* [Your instructions]: The string "blue" may appear on lines of the entries below; report how many such lines there are, and only that.

* [Data extracts]:
§ §
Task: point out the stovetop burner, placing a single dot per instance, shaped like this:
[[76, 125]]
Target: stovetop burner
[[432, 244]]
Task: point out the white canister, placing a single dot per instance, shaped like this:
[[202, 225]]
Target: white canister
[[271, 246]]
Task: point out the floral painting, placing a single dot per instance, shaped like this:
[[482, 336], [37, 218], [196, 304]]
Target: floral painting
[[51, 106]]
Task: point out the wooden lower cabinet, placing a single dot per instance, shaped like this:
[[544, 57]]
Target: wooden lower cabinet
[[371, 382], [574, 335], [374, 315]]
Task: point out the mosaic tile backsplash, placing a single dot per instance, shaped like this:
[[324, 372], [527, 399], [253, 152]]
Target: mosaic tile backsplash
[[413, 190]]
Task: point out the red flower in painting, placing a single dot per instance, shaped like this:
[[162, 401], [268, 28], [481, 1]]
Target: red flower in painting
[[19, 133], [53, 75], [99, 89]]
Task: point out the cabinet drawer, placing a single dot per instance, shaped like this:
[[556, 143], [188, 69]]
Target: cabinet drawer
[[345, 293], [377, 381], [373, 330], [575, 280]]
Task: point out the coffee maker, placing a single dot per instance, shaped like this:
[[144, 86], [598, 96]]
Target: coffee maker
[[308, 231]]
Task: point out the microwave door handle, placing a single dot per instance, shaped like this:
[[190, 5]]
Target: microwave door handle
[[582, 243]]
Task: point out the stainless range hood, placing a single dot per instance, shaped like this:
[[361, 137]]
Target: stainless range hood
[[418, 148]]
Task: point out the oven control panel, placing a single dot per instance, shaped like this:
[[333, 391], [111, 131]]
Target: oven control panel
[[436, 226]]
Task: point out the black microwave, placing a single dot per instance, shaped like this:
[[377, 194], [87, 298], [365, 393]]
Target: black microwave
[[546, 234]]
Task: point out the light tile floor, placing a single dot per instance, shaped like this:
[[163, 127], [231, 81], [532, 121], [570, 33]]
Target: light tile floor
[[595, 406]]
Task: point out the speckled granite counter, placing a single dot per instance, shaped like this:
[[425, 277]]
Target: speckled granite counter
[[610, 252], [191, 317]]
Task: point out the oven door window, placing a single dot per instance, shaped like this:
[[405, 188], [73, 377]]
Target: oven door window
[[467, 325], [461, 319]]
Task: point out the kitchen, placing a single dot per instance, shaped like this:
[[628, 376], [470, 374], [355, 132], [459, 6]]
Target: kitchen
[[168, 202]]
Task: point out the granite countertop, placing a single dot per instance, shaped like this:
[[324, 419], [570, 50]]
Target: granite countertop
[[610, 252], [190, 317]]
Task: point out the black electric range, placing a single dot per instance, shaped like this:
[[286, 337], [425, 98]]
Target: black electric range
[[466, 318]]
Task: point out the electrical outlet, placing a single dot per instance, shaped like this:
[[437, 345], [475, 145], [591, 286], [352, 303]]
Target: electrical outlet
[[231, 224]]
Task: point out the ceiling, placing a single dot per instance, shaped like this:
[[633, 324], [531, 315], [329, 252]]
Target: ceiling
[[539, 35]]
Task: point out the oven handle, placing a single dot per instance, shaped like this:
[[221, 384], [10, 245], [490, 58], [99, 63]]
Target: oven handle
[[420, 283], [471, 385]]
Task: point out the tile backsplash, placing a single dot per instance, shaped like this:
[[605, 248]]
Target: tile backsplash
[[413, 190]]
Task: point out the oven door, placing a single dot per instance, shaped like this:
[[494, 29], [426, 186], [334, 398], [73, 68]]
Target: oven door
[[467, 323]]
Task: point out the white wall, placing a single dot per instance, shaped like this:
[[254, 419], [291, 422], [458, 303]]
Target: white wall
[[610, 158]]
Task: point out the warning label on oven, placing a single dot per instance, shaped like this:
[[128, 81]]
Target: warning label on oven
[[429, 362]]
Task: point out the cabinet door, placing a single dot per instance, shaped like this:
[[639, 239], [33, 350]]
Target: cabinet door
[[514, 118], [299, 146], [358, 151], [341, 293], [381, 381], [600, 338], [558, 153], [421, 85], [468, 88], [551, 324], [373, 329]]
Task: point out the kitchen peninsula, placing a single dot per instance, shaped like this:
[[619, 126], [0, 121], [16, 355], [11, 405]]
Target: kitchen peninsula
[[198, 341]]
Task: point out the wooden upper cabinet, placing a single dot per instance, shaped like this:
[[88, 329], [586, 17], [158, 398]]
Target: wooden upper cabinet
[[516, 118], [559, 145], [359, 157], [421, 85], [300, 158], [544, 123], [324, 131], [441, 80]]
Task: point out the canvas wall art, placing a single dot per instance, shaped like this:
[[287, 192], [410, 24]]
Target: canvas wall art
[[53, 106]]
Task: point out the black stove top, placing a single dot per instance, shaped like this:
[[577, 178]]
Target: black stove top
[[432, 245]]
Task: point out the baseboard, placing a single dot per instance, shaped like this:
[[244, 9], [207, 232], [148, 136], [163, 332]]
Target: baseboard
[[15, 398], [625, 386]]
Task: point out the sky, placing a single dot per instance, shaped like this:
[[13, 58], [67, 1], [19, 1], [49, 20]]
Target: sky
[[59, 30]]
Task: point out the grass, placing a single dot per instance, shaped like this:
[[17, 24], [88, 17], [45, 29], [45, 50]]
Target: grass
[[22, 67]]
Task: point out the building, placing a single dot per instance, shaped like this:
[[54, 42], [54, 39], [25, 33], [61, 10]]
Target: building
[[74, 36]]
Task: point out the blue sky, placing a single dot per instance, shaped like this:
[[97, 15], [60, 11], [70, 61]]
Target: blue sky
§ §
* [Task response]: 2